• [Problem description]:
Convert each line of the records below into one string of a single JSON list, omitting any blank lines.

::: Data extract :::

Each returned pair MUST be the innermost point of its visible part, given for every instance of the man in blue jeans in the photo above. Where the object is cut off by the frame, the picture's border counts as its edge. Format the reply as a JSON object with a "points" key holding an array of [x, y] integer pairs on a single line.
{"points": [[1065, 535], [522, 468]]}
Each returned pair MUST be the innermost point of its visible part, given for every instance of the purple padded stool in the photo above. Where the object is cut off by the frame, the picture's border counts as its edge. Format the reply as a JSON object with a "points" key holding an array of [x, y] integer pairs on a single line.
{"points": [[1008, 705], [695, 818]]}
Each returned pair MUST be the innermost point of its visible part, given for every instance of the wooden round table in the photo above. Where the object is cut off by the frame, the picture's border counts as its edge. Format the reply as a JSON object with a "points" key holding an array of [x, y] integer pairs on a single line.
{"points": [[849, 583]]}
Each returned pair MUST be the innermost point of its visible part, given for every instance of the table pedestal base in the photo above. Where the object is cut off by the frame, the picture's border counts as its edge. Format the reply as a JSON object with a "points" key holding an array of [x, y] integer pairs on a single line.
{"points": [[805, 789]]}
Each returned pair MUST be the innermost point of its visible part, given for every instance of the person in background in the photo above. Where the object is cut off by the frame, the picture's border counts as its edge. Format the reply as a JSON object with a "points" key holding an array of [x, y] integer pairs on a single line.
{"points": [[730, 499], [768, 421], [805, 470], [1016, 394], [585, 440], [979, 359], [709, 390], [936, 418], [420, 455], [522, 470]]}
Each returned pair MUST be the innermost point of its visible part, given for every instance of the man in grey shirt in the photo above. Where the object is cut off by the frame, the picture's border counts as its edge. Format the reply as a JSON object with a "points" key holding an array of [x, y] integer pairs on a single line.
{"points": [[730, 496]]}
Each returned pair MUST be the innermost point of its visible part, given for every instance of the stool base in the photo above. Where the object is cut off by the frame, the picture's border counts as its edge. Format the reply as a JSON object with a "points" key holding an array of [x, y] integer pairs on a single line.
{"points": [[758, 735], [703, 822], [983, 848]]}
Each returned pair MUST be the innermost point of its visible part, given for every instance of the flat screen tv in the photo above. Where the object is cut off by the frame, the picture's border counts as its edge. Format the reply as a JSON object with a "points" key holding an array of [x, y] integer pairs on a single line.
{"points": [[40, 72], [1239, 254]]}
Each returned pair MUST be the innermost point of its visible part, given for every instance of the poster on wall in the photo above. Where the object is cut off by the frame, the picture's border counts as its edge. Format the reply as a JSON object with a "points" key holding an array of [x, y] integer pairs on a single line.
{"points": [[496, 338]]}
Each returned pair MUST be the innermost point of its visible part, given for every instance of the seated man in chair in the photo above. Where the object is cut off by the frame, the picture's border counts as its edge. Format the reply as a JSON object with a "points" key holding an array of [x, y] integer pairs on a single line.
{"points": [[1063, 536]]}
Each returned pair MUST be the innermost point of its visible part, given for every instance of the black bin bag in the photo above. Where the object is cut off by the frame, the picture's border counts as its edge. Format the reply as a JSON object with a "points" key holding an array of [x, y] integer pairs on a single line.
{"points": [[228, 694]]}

:::

• [Solution]:
[
  "Each returned pair MUST be the innermost point of its visible part, given for every instance of the man in blue jeans in the photo above. Where the object is cut off by the frame, the picture's border counts as its edge. Format the reply as a JSON object with a \"points\" key holding an array of [x, y] integer pairs on a single line.",
  "{\"points\": [[1065, 535], [522, 468]]}",
  "Each returned pair MUST be the innermost point of its visible part, given for every instance of the purple padded stool in the photo above. Where the object is cut off by the frame, the picture's border counts as its edge. Format the reply as a JSON object with a \"points\" key holding an array of [x, y] integer pairs on a single line.",
  "{\"points\": [[1008, 705], [695, 818]]}",
  "Each returned pair MUST be the innermost point of its visible part, given for every instance of the wooden round table in the photo above. Where the object is cut off by the frame, the picture's border counts as its edge. Format the reply as a JSON object with a \"points\" key holding an array of [x, y] integer pairs on a single line.",
  "{\"points\": [[849, 583]]}",
  "Each returned pair MUST be the innermost point of its visible part, given for every instance of the table pedestal base in the photo above. Where the object is cut off by the frame, the picture's border counts as its edge. Format the reply as a JSON object with a \"points\" key holding an array of [x, y] integer pairs on a single line.",
  "{\"points\": [[805, 789]]}",
  "Each returned pair MUST be the innermost point of its visible part, given for every instance of the person in background in the photo above. Where the object is cut off by the frame, the picture's border counts as its edge. Format the reply as a JSON object with a \"points\" key holding an array of [x, y] integer pairs on a single line.",
  "{\"points\": [[730, 499], [768, 421], [805, 470], [1016, 394], [585, 440], [979, 359], [709, 390], [936, 418], [420, 455], [522, 470]]}",
  "Each returned pair MUST be the innermost point of its visible part, given for every instance of the man in grey shirt in the photo above. Where the object is cut off by the frame, the picture's border counts as its edge. Format the reply as a JSON object with a \"points\" key holding an array of [x, y] integer pairs on a single line.",
  "{\"points\": [[730, 496]]}",
  "Each returned pair MUST be the innermost point of its visible part, given for every instance of the stool base in the photo above. Where the object is cut off by the frame, the picture's border counts as its edge. Format the reply as a JSON object with a \"points\" key holding an array of [x, y] integer pairs on a single line.",
  "{\"points\": [[758, 735], [703, 822], [983, 848]]}",
  "Each returned pair MUST be the innermost point of its visible part, given for every instance of the flat screen tv in the photo above. Where the object is cut off by the frame, the picture's border counts as its edge. Format the reply as a JSON object with a \"points\" key holding an array of [x, y] integer pairs on a single line.",
  "{\"points\": [[40, 72], [1239, 254]]}",
  "Each returned pair MUST be the innermost point of its visible part, given for every instance of the poster on wall in the photo above. Where the object is cut off by the frame, the picture's border counts as its edge. Format the reply as a JSON object with a \"points\" key holding an array of [x, y] integer pairs on a single line.",
  "{\"points\": [[496, 338]]}",
  "Each returned pair MUST be the innermost point of its visible part, given for every instance of the seated man in chair in the photo above. Where the object is cut off by the frame, the picture's border counts as its edge. Format the reply as a JSON object with a \"points\" key holding an array of [x, y] integer pairs on a single line.",
  "{\"points\": [[1063, 536]]}",
  "Each returned pair MUST be the innermost point of its visible part, given for every instance of the black bin bag in the photo above. Where the object is cut off by the frame, the picture's border counts as its edge. Format the reply as a JSON object with a \"points\" key holding an array of [x, y] integer pairs on a single line.",
  "{\"points\": [[228, 694]]}"
]